TO DO
- A) In the piece on Hereford Residential College, in what year did Hereford open?
- B) Turn the paragraph of the piece on Hereford Residential College that begins "In a recent study published by the journal Environmental Pollution" into a short bulleted list that keeps its main facts.
- C) Retype the part of the piece on Hereford Residential College from "In a recent" up to and including "present without them.".

STUDY TEXT
One of the most historic and proud residential colleges found on Grounds here at the University of Virginia is the Hereford Residential College. The goals of first building this residential college was to provide social and intellectual programming while also promoting a deep notion of community. Hereford opened in 1992 as the University’s second-ever residential college. Its design was intended to emulate a modern version of Thomas Jefferson’s Academical Village plan. Being a resident of Hereford myself, I have observed how similar the community is to that of the one on the lawn. The scenic view and the untamed nature around the residential college is absolutely astonishing especially because it sits on top of Observatory Hill overlooking the mountainous terrain beyond.
Embedded in the middle of the five buildings of Hereford is an acre of lawn that acts as the center of the community where you can find picnic tables and hammocks. Now that the weather has started to take a turn in favor of spring, students have started to frequently visit this spot whether it is to study, hangout with friends, or just soaking up the bright rays of the sun. The great thing about this area is that it is lined with trees that so nicely drape over some of the hammocks that are present. These trees provide shade over the hammocks which makes it extra relaxing and comfortable for the people using them. The trees themselves provide a feeling of comfort and wholesomeness especially when you are nestled deep within them while laying on a hammock, sitting on the grass, or tossing a football around with others. Without the trees, the space would feel really empty and there would definitely be something missing in the thick of it all.
Hereford Residents making use of the hammocks and picnic tables under the trees.
In a recent study published by the journal Environmental Pollution, the researchers found that people who lived around more trees relative to people who lived in dense cities, tended to live longer. The study found that “trees prevented 850 human deaths and 670,000 cases of acute respiratory symptoms in 2010 alone”. When a significant area of trees is removed from a population, air pollutants begin to rise in the environment because the trees had acted as a filter in a way to intercept these pollutants. The study concluded that trees serve a more impactful use when they are in urban areas, rather than rural ones, because of the closeness of proximity to people. Everyday we take the trees and forests around us for granted without realizing how much importance they have by removing the potential air pollution that could be present without them.

SOURCE MATERIAL
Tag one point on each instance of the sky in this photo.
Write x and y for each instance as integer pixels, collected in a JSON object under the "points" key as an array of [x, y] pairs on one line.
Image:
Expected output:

TASK RESULTS
- A) 1992

- B)
- A study in the journal Environmental Pollution found that people who lived around more trees tended to live longer than people in dense cities.
- The study found that trees prevented 850 human deaths and 670,000 cases of acute respiratory symptoms in 2010 alone.
- Trees act as a filter that intercepts air pollutants, so pollutants rise when a significant area of trees is removed.
- Trees have a greater impact in urban areas than in rural ones because they are closer to people.
- People take trees and forests for granted without realizing how much potential air pollution they remove.

- C)
In a recent study published by the journal Environmental Pollution, the researchers found that people who lived around more trees relative to people who lived in dense cities, tended to live longer. The study found that “trees prevented 850 human deaths and 670,000 cases of acute respiratory symptoms in 2010 alone”. When a significant area of trees is removed from a population, air pollutants begin to rise in the environment because the trees had acted as a filter in a way to intercept these pollutants. The study concluded that trees serve a more impactful use when they are in urban areas, rather than rural ones, because of the closeness of proximity to people. Everyday we take the trees and forests around us for granted without realizing how much importance they have by removing the potential air pollution that could be present without them.